ACTIVITY 1
In the passage on Roy Brown's case, reproduce the text verbatim from "The first step" to "about her father.".
ACTIVITY 2
According to the passage on Roy Brown's case, what was Brown diagnosed with in 2005?
ACTIVITY 3
Resume the passage on Roy Brown's case from its final sentence and carry the account forward.

PASSAGE PROVIDED
Quest for Freedom: The True Story of Roy Brown
Justice at Last
In 2005, Brown was diagnosed with liver disease. However, instead of sinking into a deep depression, he became more determined than ever to regain his freedom and asked the Innocence Project to help him. Known throughout the prison system, the Innocence Project had successfully helped many inmates gain their exoneration and release through the use of DNA technology. However, the group did not take on every case presented to them. One of their guidelines was that they truly believe in the innocence of potential clients. Fortunately, when Brown's formal request reached their desk, they looked thoroughly into his case and quickly agreed to help him.
The first step in proving Brown's innocence would be to obtain DNA samples to compare with the samples that were left on the deceased body. They would also need to compare samples to Brown and Bench's DNA. The biggest obstacle was that Bench was no longer alive. However, the Innocence Project was able to convince a daughter of Bench's to provide samples. She said she consented to the tests because she needed to know the truth about her father.
To the amazement of many, the DNA taken from Bench's daughter was indeed a 50% match to the DNA found on Sabina's body. Unfortunately, it was not enough to prove that Bench was responsible for Sabina's murder. District Attorney James Vargason, the man who had prosecuted the case in 1992, felt that the new test results were irrelevant, since it could not be determined that Bench's daughter was truly his biological daughter.

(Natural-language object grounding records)
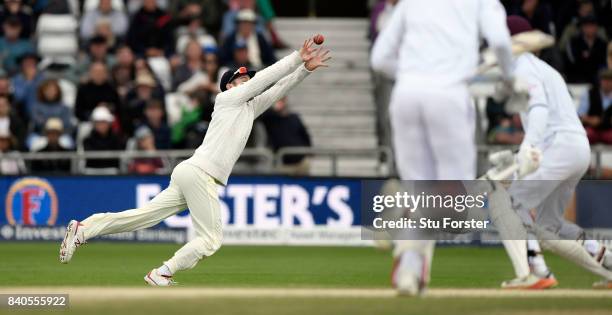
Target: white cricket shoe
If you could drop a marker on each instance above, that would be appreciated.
(604, 257)
(406, 282)
(155, 279)
(603, 285)
(75, 237)
(531, 282)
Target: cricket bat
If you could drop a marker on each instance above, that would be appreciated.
(524, 42)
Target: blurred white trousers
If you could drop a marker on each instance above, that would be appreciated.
(433, 139)
(565, 159)
(190, 187)
(433, 132)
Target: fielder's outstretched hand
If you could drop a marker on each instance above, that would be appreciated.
(306, 49)
(317, 59)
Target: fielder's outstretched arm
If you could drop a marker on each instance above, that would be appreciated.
(263, 79)
(314, 59)
(262, 102)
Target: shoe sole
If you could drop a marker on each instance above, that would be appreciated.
(542, 284)
(600, 286)
(67, 247)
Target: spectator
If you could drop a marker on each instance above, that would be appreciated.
(585, 53)
(26, 81)
(48, 105)
(145, 142)
(9, 165)
(12, 46)
(123, 71)
(261, 53)
(102, 138)
(53, 132)
(381, 13)
(585, 8)
(155, 121)
(97, 89)
(208, 12)
(16, 8)
(190, 65)
(105, 14)
(150, 30)
(11, 121)
(610, 55)
(285, 129)
(98, 52)
(595, 110)
(133, 112)
(191, 28)
(229, 18)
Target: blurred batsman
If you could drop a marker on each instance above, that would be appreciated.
(552, 126)
(431, 49)
(193, 182)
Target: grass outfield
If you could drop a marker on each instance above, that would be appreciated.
(119, 265)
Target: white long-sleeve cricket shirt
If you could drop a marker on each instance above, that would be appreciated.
(236, 109)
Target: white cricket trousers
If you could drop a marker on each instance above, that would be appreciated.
(190, 187)
(565, 159)
(433, 139)
(433, 132)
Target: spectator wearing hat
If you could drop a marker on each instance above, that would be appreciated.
(123, 72)
(155, 120)
(98, 51)
(150, 30)
(9, 165)
(260, 52)
(191, 27)
(595, 110)
(97, 89)
(229, 18)
(585, 53)
(285, 129)
(11, 121)
(102, 138)
(49, 104)
(132, 112)
(145, 142)
(25, 82)
(12, 46)
(104, 14)
(17, 9)
(54, 128)
(190, 64)
(583, 9)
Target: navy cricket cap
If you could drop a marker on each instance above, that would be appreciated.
(231, 75)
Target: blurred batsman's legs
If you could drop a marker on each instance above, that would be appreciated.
(566, 158)
(433, 138)
(190, 187)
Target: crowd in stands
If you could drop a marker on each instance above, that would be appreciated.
(99, 75)
(583, 54)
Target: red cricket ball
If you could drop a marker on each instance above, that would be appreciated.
(318, 39)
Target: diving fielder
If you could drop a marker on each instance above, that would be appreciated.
(431, 48)
(194, 182)
(552, 125)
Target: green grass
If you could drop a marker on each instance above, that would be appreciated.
(365, 306)
(120, 264)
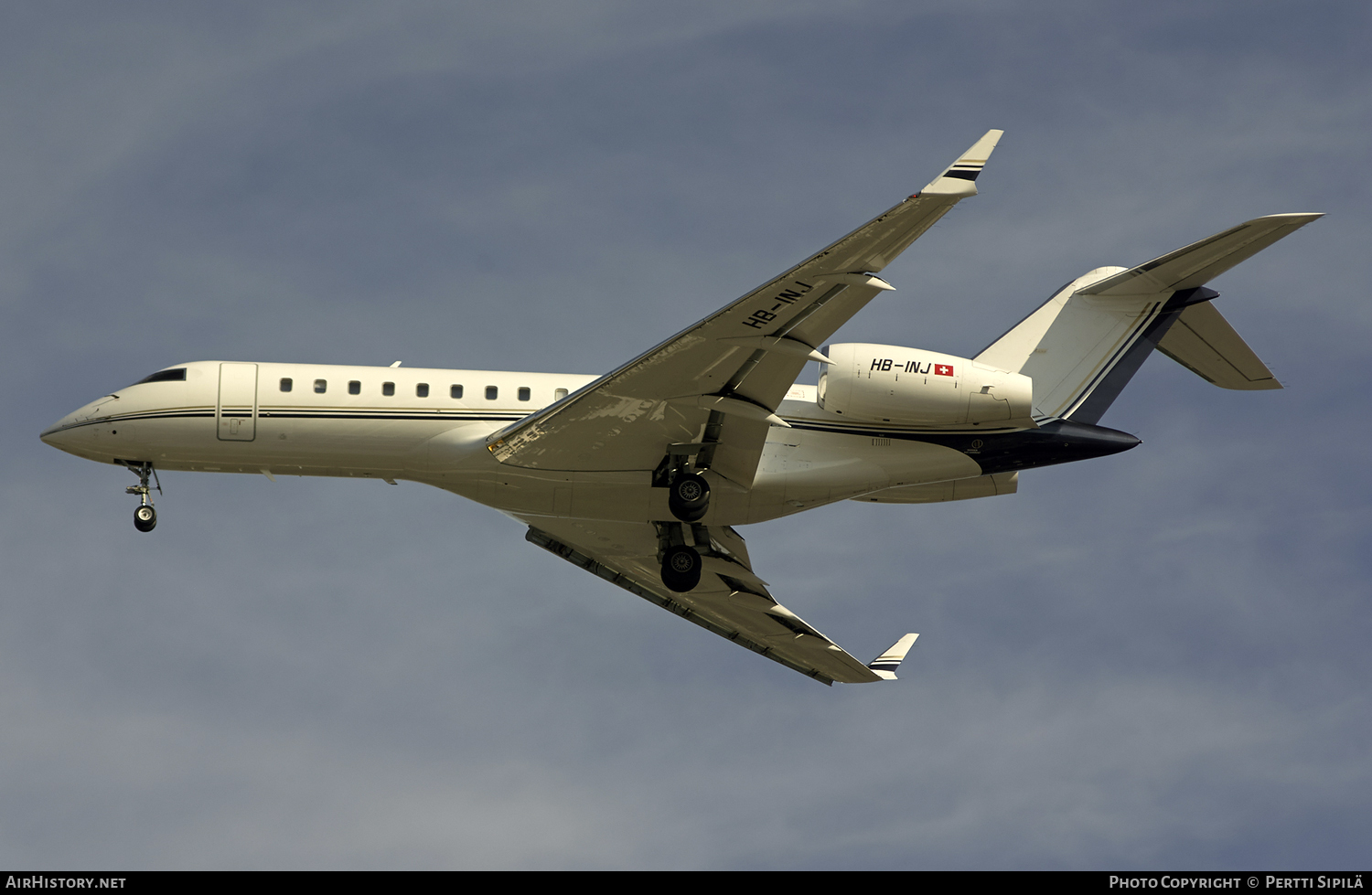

EXERCISE RESULT 1
The first step in proving Brown's innocence would be to obtain DNA samples to compare with the samples that were left on the deceased body. They would also need to compare samples to Brown and Bench's DNA. The biggest obstacle was that Bench was no longer alive. However, the Innocence Project was able to convince a daughter of Bench's to provide samples. She said she consented to the tests because she needed to know the truth about her father.

EXERCISE RESULT 2
Liver disease.

EXERCISE RESULT 3
With pressure being applied on Vargason by the Innocence Project, he agreed that the only way to put the case to rest would be to exhume Bench's body. Shortly thereafter, a judge order Bench exhumed. Forensic experts then determined that Bench's teeth matched bite marks found on the victim's body and that the DNA found on Sabina's body was a 99.9% match to Bench's DNA.
In January 2007, Roy Brown, 46, finally walked out of prison a free man. The liver disease had taken its toll on his body, and he appeared understandably bitter when he briefly spoke with reporters.
"This ain't a miscarriage of justice. It's an abortion," Brown said. "That's what this is. It's an abortion of justice.
As of this writing, Roy continues to await a liver transplant. Only time will tell if he wins the second battle for his life.